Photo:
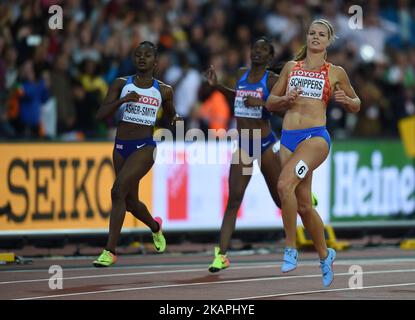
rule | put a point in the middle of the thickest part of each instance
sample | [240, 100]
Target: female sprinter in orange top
[303, 90]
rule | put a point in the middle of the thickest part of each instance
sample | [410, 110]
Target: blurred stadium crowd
[53, 81]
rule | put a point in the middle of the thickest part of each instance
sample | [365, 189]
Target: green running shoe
[220, 262]
[158, 237]
[314, 200]
[106, 259]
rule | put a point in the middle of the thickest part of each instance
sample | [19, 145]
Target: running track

→ SET PROBLEM
Copy every line of the data above, rules and samples included but without the pictures, and multiply each point coordinate in the answers by 0.4, rounding to whole numbers with halves going up. Leave the sample coordinates unchanged.

→ EXERCISE OUTPUT
Photo:
rule | put a point in the middle of the thickest part of each instance
sample | [240, 100]
Target: female sprinter in orange top
[121, 36]
rule | put a point in the middle of the thickest part of each instance
sample | [410, 110]
Target: blurred stadium crowd
[21, 32]
rule | put a point in the middle of the thickest part of each instance
sample | [365, 189]
Target: green running shoe
[88, 105]
[63, 95]
[126, 80]
[42, 104]
rule | put a point in the middle of the thickest part of each instance
sample | [19, 145]
Target: running track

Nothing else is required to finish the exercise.